- **Reading text**

=== Begin Enclosure ===

The Uig Tower, also known as Captain Fraser's Folly, is a nineteenth-century folly in Uig on the island of Skye in the Highlands of Scotland. It is a category B listed building.

== Location ==
The Uig Tower stands along the A87, which connects Portree and Uig, about two kilometers south of Uig. The tower is positioned on the southeastern side of the bay on its southern headland opposite Rubha Idrigil.

== History ==
Major William Fraser became the owner of the Kilmuir Estate in 1855 and the tower was constructed around 1860 at a place where the local tenants had to go to pay their rents to his Factor.

Fraser was, like many other landlords in Scotland, notorious for his contribution to the Highland Clearances, during which tenants were evicted so the land could become available for large-scale sheep farming. The folly is still associated by locals with the Clearances. Fraser lived in a large house called Uig Lodge, which was washed away in a flood in 1877 shortly after the conclusion of the clearances.

In 1884 Fraser attempted to evict a family at Garafad in Staffin during a rent strike. Fraser called for help from the Government to break the strike, claiming that the local people were in rebellion. In November 1884 a flotilla of naval ships arrived in Uig Bay and the police and marines took up positions in Uig. However, the strike was not broken, the family remained in their home, and the police and military left shortly thereafter.

=== End Enclosure ===

- **Supplied records**
=== Begin Enclosure ===

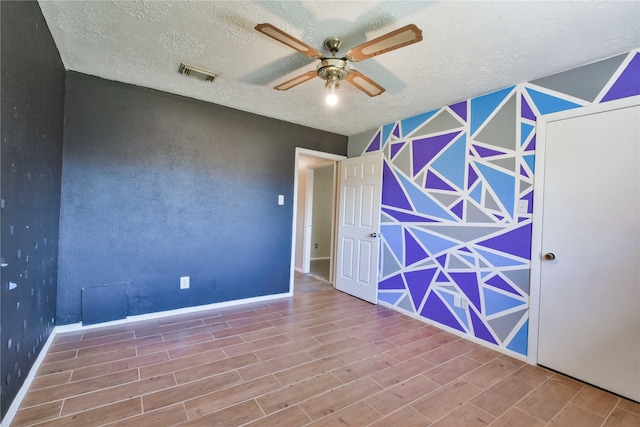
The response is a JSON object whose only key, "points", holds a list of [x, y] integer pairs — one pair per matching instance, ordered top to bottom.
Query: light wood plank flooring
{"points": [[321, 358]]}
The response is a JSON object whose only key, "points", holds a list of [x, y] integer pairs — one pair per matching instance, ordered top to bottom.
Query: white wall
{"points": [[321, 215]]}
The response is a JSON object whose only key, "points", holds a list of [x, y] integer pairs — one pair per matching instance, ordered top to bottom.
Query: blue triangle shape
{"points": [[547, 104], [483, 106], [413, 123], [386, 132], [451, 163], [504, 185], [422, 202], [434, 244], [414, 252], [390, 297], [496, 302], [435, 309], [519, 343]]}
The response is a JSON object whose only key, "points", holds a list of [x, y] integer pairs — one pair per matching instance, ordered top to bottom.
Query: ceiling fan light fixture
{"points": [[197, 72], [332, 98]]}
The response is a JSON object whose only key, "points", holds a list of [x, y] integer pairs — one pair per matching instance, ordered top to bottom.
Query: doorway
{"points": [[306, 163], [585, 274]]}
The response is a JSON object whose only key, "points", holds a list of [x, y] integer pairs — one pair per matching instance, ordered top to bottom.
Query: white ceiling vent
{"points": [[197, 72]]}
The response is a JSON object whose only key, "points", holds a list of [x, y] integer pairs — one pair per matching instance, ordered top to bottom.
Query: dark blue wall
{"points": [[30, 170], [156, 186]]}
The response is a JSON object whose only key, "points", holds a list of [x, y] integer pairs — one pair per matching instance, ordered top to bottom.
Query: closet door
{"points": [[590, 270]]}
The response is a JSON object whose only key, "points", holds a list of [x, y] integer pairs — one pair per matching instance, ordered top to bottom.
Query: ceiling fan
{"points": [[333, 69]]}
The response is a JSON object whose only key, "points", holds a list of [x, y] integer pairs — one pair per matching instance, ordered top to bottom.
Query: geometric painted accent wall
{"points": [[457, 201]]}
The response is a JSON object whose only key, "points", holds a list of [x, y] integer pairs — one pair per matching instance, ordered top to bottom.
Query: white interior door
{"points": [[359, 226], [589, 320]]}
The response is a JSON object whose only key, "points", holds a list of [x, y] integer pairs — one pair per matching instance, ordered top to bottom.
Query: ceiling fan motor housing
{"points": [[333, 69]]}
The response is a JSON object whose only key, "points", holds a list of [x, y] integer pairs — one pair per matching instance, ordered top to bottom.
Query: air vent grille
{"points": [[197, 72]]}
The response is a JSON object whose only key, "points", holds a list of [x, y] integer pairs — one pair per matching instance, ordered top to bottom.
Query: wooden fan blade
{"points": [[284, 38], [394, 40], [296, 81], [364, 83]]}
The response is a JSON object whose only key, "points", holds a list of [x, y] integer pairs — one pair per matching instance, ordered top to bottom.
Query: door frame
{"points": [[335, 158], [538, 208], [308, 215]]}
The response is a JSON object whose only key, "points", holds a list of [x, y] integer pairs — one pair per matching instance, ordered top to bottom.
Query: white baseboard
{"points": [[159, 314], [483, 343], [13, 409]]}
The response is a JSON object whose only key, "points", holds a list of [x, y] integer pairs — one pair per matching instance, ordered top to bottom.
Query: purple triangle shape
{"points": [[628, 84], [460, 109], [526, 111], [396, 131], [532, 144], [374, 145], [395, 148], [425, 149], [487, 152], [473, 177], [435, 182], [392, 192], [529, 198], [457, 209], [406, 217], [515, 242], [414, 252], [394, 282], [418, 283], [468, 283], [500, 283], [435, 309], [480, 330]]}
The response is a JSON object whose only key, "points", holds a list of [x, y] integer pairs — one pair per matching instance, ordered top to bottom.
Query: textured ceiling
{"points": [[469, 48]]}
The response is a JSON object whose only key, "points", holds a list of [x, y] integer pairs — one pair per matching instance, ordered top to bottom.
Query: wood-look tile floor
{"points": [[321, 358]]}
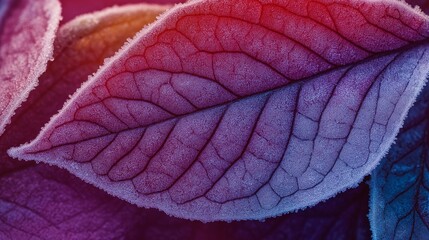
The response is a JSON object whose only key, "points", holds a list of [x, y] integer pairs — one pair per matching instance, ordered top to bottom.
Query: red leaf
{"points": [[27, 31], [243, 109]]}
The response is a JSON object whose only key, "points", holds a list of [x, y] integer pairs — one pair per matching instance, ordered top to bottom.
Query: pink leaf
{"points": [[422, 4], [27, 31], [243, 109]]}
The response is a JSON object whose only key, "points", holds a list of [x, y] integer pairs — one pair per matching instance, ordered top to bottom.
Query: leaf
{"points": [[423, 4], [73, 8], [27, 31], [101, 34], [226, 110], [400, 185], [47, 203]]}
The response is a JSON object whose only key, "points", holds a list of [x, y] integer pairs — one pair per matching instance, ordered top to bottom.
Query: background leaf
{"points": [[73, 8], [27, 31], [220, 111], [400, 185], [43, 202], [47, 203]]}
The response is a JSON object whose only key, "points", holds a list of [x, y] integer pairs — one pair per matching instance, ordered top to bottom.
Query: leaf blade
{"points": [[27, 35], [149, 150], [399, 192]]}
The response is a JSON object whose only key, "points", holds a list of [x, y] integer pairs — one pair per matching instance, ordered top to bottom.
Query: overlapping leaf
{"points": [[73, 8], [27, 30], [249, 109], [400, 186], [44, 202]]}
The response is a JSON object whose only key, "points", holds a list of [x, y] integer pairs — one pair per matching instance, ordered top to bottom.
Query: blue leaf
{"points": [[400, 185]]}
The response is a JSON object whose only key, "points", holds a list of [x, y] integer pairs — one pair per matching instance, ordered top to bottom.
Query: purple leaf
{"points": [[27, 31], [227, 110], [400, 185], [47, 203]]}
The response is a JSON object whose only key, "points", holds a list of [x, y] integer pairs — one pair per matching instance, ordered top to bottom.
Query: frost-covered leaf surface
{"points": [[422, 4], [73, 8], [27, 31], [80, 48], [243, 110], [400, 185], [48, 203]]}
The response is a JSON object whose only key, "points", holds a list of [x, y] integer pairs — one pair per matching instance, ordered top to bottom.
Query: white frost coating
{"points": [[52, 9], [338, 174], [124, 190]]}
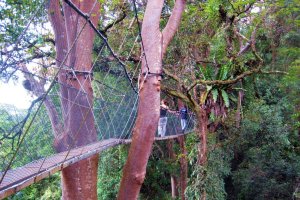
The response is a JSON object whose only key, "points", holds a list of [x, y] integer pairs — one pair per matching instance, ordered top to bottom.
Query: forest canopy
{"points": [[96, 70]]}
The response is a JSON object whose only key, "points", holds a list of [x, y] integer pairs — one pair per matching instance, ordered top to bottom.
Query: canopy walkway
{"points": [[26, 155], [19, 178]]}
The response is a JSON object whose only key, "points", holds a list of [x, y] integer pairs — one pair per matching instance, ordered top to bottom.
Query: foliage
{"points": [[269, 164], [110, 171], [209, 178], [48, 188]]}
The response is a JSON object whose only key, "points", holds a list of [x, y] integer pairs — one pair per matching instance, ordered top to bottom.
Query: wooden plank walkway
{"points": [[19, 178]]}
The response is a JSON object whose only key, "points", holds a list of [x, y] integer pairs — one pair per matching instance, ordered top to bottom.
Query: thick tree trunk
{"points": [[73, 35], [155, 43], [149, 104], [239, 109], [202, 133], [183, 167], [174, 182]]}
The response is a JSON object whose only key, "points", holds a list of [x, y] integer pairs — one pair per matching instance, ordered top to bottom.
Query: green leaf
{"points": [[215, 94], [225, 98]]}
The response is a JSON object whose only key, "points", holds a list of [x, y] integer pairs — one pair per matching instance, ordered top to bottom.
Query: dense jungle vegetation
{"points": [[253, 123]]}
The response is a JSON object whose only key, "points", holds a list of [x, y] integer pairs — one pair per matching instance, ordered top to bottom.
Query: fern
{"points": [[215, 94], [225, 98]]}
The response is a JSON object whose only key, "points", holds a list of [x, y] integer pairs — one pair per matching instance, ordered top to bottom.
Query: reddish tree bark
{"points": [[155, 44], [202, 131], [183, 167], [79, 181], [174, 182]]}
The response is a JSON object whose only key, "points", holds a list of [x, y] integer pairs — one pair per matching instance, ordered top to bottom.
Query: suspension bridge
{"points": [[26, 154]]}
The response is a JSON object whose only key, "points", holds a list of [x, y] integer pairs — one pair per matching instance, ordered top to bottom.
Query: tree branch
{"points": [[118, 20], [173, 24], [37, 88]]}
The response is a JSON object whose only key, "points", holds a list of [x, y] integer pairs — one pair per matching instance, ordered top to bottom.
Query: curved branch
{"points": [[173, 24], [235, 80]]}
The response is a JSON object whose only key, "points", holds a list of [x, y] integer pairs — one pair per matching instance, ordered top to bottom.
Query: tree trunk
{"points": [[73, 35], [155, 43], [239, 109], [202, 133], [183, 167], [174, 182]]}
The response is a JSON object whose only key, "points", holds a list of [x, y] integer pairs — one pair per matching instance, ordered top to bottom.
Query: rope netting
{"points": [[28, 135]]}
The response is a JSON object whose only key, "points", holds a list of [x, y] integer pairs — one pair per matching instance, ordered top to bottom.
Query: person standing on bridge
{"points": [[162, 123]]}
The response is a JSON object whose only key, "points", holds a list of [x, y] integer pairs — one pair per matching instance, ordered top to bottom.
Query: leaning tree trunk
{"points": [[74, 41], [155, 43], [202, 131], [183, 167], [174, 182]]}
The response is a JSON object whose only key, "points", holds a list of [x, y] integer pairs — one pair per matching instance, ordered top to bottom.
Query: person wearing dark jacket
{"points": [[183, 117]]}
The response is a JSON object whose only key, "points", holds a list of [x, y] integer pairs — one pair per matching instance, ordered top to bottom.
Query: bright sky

=== End Enclosure ===

- **Requirement**
From the Uig Tower passage:
1. Which road does the tower stand along?
2. In what year did Major William Fraser become the owner of the Kilmuir Estate?
3. What happened to Uig Lodge in 1877?
Rely only on the Uig Tower passage, not the listing.

- **Output below**
1. The A87.
2. 1855.
3. It was washed away in a flood.